***** DATASET ENTRIES *****

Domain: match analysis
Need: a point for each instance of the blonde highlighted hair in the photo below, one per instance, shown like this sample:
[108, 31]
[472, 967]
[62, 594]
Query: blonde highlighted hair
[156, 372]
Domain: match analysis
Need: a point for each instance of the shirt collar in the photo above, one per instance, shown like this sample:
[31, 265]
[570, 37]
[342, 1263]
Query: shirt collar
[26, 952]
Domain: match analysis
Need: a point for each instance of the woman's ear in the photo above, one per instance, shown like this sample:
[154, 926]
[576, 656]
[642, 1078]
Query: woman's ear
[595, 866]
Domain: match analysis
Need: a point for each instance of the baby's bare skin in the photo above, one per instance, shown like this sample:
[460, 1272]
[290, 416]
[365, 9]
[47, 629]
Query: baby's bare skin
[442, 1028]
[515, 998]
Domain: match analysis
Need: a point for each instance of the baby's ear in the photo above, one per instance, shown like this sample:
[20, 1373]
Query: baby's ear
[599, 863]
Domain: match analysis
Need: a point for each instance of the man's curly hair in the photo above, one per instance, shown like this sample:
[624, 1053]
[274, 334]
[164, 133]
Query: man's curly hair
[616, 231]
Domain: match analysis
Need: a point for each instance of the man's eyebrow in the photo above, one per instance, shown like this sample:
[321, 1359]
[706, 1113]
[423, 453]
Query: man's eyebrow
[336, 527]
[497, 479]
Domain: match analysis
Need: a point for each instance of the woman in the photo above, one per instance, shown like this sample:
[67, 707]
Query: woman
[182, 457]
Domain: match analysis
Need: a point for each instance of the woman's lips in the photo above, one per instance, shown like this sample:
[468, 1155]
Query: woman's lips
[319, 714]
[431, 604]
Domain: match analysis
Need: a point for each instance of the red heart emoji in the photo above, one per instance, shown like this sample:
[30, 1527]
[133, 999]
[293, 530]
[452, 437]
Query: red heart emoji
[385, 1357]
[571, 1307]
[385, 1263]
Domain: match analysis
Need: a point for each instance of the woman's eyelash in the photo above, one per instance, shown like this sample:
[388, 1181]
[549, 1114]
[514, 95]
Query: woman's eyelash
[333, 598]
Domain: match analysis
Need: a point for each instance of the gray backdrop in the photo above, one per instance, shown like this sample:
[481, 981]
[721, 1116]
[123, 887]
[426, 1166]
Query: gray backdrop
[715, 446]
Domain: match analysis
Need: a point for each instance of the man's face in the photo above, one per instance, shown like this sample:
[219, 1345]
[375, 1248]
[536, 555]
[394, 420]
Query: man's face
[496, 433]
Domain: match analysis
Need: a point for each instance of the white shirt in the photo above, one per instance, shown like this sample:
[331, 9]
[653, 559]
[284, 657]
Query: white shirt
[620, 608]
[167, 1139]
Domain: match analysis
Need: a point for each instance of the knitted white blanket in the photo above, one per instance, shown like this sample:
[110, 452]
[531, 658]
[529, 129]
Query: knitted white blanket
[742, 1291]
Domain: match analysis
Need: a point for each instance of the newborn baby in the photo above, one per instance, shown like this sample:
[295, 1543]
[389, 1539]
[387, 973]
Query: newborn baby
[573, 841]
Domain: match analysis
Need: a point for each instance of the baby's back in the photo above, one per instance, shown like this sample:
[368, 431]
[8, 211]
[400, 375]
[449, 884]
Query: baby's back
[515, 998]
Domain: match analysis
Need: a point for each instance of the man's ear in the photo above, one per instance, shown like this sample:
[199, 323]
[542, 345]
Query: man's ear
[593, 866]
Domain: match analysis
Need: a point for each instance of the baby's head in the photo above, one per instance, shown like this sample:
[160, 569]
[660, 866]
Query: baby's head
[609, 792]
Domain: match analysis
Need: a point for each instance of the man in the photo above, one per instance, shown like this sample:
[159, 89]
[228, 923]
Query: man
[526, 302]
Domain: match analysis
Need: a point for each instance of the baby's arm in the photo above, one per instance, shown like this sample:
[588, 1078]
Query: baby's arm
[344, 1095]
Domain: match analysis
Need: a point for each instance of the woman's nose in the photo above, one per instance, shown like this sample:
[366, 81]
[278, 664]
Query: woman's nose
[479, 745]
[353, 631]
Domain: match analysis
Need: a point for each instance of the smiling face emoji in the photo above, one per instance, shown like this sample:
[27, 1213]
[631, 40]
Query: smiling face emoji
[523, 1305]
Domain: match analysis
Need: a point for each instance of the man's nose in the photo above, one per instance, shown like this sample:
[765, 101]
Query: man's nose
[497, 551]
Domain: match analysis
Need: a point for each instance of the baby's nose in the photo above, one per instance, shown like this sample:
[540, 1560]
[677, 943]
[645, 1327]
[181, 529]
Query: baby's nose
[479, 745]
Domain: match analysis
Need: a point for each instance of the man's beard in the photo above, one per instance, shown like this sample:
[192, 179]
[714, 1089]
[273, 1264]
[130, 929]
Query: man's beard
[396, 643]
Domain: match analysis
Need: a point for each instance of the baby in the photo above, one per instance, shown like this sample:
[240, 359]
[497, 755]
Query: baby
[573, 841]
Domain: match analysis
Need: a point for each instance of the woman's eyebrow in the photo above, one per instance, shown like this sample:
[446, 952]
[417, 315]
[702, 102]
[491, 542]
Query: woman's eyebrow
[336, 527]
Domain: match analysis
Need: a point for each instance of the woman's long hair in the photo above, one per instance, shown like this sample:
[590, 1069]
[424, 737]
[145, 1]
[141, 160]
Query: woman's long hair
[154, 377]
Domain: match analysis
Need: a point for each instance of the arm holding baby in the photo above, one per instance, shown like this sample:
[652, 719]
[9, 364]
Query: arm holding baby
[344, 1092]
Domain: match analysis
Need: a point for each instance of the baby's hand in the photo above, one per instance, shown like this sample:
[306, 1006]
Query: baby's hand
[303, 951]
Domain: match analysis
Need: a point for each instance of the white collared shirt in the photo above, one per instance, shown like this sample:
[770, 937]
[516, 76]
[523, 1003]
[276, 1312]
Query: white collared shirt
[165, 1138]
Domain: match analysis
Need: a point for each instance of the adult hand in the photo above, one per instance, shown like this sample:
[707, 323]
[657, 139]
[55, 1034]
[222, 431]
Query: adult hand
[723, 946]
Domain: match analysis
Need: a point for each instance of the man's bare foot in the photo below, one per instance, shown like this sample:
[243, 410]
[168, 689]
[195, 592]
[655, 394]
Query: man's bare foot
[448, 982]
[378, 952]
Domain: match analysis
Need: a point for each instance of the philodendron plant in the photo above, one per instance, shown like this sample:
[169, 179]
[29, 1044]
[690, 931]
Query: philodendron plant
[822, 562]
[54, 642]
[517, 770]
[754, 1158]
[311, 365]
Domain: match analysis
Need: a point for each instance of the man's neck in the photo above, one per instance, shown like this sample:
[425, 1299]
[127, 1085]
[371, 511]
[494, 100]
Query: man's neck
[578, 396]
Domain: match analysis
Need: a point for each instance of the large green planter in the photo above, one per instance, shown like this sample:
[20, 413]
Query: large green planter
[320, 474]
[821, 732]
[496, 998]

*****

→ INSTRUCTIONS FOR THE TASK: Pull out every line of the records that includes the string "below".

→ EXERCISE RESPONSE:
Need: a point for each instance of the blonde highlighted hair in the photo below, one per instance, shown like this sample:
Need: a point for each instance of the man's bare foot in the photo below, one per instance, shown like this sample:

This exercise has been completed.